TASK REQUIREMENTS: Locate every line in the records below that contains the word "sunlit", and copy each of those lines.

--- begin RECORDS FOR THIS EXERCISE ---

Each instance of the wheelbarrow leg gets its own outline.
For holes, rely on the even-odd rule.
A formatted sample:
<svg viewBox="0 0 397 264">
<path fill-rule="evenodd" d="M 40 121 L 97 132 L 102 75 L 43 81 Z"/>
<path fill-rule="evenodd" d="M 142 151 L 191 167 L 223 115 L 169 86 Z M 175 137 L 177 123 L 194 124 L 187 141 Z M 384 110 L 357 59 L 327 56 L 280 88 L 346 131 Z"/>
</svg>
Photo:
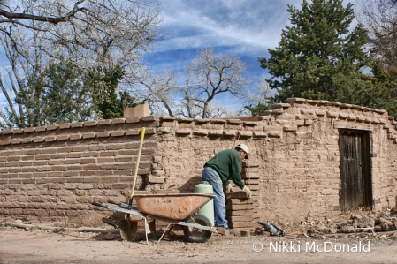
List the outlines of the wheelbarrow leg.
<svg viewBox="0 0 397 264">
<path fill-rule="evenodd" d="M 170 226 L 172 226 L 171 229 L 169 229 Z M 173 227 L 173 223 L 169 223 L 169 224 L 167 225 L 167 228 L 166 228 L 165 230 L 163 232 L 163 235 L 161 235 L 160 239 L 158 239 L 158 241 L 157 241 L 157 247 L 158 245 L 160 244 L 160 241 L 161 241 L 161 239 L 163 239 L 163 237 L 165 235 L 165 233 L 168 233 L 168 232 L 172 229 L 172 227 Z"/>
<path fill-rule="evenodd" d="M 120 235 L 125 241 L 134 241 L 138 230 L 138 222 L 124 219 L 120 222 Z"/>
<path fill-rule="evenodd" d="M 153 219 L 153 221 L 149 223 L 149 228 L 153 234 L 153 239 L 156 239 L 156 220 Z"/>
</svg>

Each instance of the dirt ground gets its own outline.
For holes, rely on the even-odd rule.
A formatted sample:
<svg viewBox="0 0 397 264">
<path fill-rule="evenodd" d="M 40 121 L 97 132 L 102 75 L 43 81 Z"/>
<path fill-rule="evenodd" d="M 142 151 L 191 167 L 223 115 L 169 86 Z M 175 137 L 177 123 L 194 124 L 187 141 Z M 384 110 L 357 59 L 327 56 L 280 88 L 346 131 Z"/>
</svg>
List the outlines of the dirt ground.
<svg viewBox="0 0 397 264">
<path fill-rule="evenodd" d="M 0 263 L 397 263 L 397 239 L 393 236 L 287 238 L 215 234 L 206 243 L 195 244 L 182 234 L 177 230 L 159 245 L 154 239 L 148 245 L 145 240 L 122 241 L 118 235 L 3 225 Z"/>
</svg>

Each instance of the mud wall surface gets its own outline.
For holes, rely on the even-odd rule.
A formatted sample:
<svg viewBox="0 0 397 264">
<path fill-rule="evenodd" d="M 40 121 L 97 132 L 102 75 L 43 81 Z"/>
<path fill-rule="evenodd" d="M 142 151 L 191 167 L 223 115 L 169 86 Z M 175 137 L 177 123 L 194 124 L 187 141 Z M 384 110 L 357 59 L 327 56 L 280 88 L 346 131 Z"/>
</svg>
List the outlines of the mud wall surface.
<svg viewBox="0 0 397 264">
<path fill-rule="evenodd" d="M 290 222 L 340 214 L 340 130 L 370 132 L 373 209 L 396 206 L 394 118 L 339 102 L 287 102 L 257 121 L 145 117 L 3 131 L 0 215 L 67 221 L 95 210 L 93 200 L 126 200 L 141 127 L 136 189 L 192 192 L 209 159 L 245 143 L 255 168 L 255 181 L 248 170 L 246 183 L 257 189 L 256 219 Z"/>
</svg>

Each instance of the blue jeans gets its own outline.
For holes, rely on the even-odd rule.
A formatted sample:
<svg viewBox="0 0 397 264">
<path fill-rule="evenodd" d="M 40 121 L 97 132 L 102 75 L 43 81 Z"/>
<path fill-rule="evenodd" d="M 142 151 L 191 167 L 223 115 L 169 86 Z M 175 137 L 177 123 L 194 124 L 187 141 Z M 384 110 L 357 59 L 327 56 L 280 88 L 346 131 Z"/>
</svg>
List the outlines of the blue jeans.
<svg viewBox="0 0 397 264">
<path fill-rule="evenodd" d="M 212 185 L 214 194 L 214 223 L 216 226 L 227 228 L 226 200 L 224 194 L 223 184 L 218 172 L 210 168 L 204 167 L 202 179 Z"/>
</svg>

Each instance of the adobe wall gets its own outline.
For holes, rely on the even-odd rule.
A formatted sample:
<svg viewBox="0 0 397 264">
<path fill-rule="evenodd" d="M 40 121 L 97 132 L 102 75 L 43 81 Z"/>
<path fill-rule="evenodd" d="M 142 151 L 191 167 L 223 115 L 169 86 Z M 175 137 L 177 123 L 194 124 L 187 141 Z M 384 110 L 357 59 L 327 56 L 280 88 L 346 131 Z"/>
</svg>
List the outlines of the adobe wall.
<svg viewBox="0 0 397 264">
<path fill-rule="evenodd" d="M 156 120 L 120 118 L 2 131 L 1 219 L 84 223 L 95 216 L 92 201 L 127 201 L 142 126 L 147 129 L 137 189 L 147 185 L 157 147 Z"/>
<path fill-rule="evenodd" d="M 137 189 L 193 192 L 205 162 L 240 136 L 259 166 L 259 219 L 287 222 L 339 215 L 338 129 L 370 131 L 374 209 L 396 206 L 397 131 L 386 111 L 292 98 L 257 119 L 145 117 L 3 131 L 0 217 L 73 222 L 97 210 L 93 200 L 126 201 L 141 127 Z"/>
<path fill-rule="evenodd" d="M 258 119 L 161 118 L 157 153 L 164 155 L 156 166 L 168 184 L 192 192 L 202 165 L 234 146 L 242 124 L 240 142 L 259 163 L 260 219 L 332 218 L 340 214 L 339 129 L 370 131 L 374 209 L 396 205 L 397 131 L 386 111 L 292 98 Z"/>
</svg>

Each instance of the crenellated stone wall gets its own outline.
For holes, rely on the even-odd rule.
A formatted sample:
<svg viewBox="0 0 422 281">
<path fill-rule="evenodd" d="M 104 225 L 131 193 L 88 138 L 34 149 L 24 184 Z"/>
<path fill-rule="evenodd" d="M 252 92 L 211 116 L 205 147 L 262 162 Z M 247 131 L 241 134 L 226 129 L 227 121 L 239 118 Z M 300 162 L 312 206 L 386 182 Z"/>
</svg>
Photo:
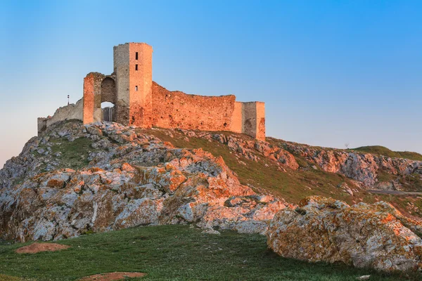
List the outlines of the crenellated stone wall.
<svg viewBox="0 0 422 281">
<path fill-rule="evenodd" d="M 168 91 L 153 82 L 152 55 L 153 48 L 145 43 L 115 46 L 113 72 L 90 72 L 84 79 L 84 101 L 77 104 L 79 112 L 56 112 L 48 119 L 39 119 L 39 131 L 51 120 L 61 121 L 68 116 L 84 124 L 103 121 L 101 103 L 110 102 L 115 105 L 113 114 L 107 118 L 124 125 L 229 131 L 265 140 L 264 103 L 237 102 L 233 95 L 204 96 Z"/>
<path fill-rule="evenodd" d="M 153 83 L 153 125 L 201 131 L 230 131 L 234 96 L 204 96 L 170 91 Z"/>
</svg>

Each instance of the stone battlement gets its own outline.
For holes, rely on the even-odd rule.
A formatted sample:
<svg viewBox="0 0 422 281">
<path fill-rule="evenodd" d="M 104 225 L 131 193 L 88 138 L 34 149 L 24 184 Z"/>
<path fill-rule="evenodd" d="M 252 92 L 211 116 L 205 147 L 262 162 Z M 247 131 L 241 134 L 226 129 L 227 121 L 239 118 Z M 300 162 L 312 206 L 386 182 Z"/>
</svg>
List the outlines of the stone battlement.
<svg viewBox="0 0 422 281">
<path fill-rule="evenodd" d="M 84 79 L 83 102 L 61 109 L 60 116 L 56 117 L 56 112 L 50 119 L 39 119 L 39 131 L 52 120 L 72 116 L 84 124 L 113 121 L 143 128 L 229 131 L 265 140 L 264 103 L 238 102 L 234 95 L 205 96 L 168 91 L 152 80 L 153 48 L 146 43 L 115 46 L 113 55 L 113 72 L 89 73 Z M 101 110 L 104 102 L 114 105 L 107 114 Z"/>
</svg>

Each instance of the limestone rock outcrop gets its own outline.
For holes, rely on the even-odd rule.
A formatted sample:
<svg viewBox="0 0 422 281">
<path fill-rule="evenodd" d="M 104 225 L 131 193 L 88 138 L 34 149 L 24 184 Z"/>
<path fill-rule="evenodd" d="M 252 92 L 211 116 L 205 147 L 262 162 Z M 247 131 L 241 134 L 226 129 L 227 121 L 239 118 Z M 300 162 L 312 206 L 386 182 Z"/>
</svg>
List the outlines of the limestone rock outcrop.
<svg viewBox="0 0 422 281">
<path fill-rule="evenodd" d="M 420 230 L 420 222 L 383 202 L 350 207 L 313 196 L 274 216 L 267 243 L 286 258 L 412 271 L 422 267 L 422 240 L 414 233 Z"/>
<path fill-rule="evenodd" d="M 77 153 L 78 141 L 87 151 Z M 0 237 L 19 241 L 188 223 L 264 233 L 288 206 L 241 185 L 221 157 L 111 122 L 50 126 L 0 181 Z"/>
<path fill-rule="evenodd" d="M 293 170 L 318 169 L 318 166 L 324 171 L 338 173 L 357 181 L 359 186 L 366 189 L 418 191 L 407 190 L 409 187 L 404 186 L 398 178 L 414 174 L 422 181 L 422 161 L 314 147 L 272 138 L 262 141 L 231 133 L 178 131 L 187 137 L 205 138 L 226 145 L 236 155 L 256 162 L 268 159 L 281 168 Z M 305 166 L 300 166 L 298 159 L 306 160 L 307 163 Z M 381 180 L 379 175 L 382 173 L 388 174 L 391 179 L 388 181 Z"/>
</svg>

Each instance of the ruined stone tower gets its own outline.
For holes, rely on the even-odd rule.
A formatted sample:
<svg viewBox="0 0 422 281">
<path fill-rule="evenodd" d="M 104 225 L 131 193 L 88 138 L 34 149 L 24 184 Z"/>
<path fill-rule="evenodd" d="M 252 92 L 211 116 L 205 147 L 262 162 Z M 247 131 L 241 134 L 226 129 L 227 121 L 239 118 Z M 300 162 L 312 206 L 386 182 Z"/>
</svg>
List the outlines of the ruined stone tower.
<svg viewBox="0 0 422 281">
<path fill-rule="evenodd" d="M 114 47 L 117 117 L 120 123 L 151 128 L 153 112 L 153 47 L 127 43 Z"/>
<path fill-rule="evenodd" d="M 265 140 L 264 103 L 238 102 L 234 95 L 203 96 L 167 90 L 153 81 L 153 48 L 146 43 L 116 46 L 113 57 L 113 72 L 89 73 L 84 79 L 82 102 L 39 118 L 39 132 L 72 118 L 84 124 L 111 121 L 142 128 L 229 131 Z M 114 107 L 101 109 L 106 102 Z"/>
<path fill-rule="evenodd" d="M 84 124 L 103 120 L 101 103 L 115 105 L 110 120 L 125 125 L 152 125 L 153 48 L 127 43 L 113 48 L 110 75 L 91 72 L 84 79 Z"/>
</svg>

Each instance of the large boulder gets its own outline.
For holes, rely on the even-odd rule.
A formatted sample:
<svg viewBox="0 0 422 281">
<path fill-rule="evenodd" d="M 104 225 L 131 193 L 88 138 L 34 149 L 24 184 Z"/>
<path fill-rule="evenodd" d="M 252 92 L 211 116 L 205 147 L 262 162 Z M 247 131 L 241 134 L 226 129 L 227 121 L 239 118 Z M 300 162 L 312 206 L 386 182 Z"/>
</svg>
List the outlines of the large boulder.
<svg viewBox="0 0 422 281">
<path fill-rule="evenodd" d="M 313 196 L 297 208 L 279 211 L 269 223 L 267 243 L 286 258 L 343 262 L 383 271 L 422 267 L 419 222 L 390 204 L 346 203 Z"/>
</svg>

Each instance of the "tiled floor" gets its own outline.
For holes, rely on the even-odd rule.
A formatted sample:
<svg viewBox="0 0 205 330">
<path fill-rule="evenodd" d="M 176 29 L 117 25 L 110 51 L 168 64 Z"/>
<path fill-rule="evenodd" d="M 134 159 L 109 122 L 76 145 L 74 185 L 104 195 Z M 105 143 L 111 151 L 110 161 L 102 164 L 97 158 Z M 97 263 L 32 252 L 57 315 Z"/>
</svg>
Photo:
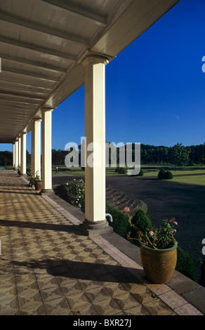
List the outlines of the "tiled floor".
<svg viewBox="0 0 205 330">
<path fill-rule="evenodd" d="M 101 236 L 0 171 L 0 315 L 201 315 Z"/>
</svg>

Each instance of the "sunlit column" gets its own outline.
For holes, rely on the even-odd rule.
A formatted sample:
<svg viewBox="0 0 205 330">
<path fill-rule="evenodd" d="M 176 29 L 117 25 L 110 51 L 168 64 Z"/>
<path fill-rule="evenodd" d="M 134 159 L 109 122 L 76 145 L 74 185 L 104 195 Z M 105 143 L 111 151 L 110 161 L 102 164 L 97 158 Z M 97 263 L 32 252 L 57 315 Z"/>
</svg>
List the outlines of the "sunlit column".
<svg viewBox="0 0 205 330">
<path fill-rule="evenodd" d="M 18 169 L 20 169 L 20 162 L 21 162 L 21 137 L 18 138 Z"/>
<path fill-rule="evenodd" d="M 13 143 L 13 169 L 15 169 L 15 142 Z"/>
<path fill-rule="evenodd" d="M 41 119 L 32 122 L 32 173 L 41 177 Z"/>
<path fill-rule="evenodd" d="M 18 170 L 18 140 L 15 141 L 15 169 Z"/>
<path fill-rule="evenodd" d="M 26 163 L 26 138 L 27 135 L 25 133 L 21 134 L 21 161 L 20 161 L 20 173 L 24 176 L 27 171 L 27 163 Z"/>
<path fill-rule="evenodd" d="M 42 110 L 42 190 L 41 194 L 53 194 L 52 189 L 52 111 Z"/>
<path fill-rule="evenodd" d="M 107 60 L 88 56 L 85 67 L 86 219 L 81 228 L 93 235 L 112 231 L 105 219 L 105 93 Z M 92 164 L 92 159 L 93 160 Z"/>
</svg>

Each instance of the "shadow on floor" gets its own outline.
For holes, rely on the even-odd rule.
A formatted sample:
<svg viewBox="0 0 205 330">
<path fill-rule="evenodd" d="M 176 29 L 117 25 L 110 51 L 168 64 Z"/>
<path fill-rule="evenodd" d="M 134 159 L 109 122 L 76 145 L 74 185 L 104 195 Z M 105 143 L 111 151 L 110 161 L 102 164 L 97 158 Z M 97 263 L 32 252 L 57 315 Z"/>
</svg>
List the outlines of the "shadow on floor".
<svg viewBox="0 0 205 330">
<path fill-rule="evenodd" d="M 103 263 L 103 260 L 100 259 L 96 258 L 96 260 L 98 263 L 60 258 L 53 260 L 52 258 L 52 259 L 43 260 L 34 260 L 30 262 L 13 260 L 11 263 L 16 275 L 18 273 L 18 268 L 20 272 L 22 268 L 25 268 L 25 270 L 32 269 L 35 274 L 41 275 L 42 275 L 42 270 L 45 270 L 46 274 L 56 276 L 58 278 L 62 277 L 99 282 L 141 283 L 134 275 L 132 275 L 128 269 L 120 265 L 100 263 Z M 140 276 L 144 274 L 143 270 L 138 270 L 138 272 Z"/>
<path fill-rule="evenodd" d="M 49 220 L 48 220 L 49 221 Z M 71 225 L 69 221 L 67 221 L 67 225 L 55 225 L 53 223 L 32 223 L 30 221 L 18 221 L 13 220 L 4 220 L 0 219 L 0 227 L 20 227 L 21 228 L 33 228 L 33 229 L 40 229 L 44 230 L 55 230 L 55 231 L 61 231 L 66 232 L 70 233 L 74 233 L 77 235 L 84 236 L 84 233 L 80 231 L 79 226 L 77 225 Z"/>
</svg>

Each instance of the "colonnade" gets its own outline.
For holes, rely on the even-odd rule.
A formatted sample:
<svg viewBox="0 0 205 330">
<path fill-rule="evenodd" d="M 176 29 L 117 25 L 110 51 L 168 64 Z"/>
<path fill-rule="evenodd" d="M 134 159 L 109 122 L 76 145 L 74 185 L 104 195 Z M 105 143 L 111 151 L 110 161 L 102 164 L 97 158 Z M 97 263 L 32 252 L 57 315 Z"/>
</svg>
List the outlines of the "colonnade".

--- end RECORDS FOR THIS EXERCISE ---

THE ANSWER:
Each instance of the "sunlit column" gets its own outline.
List the outlines of the "sunlit column".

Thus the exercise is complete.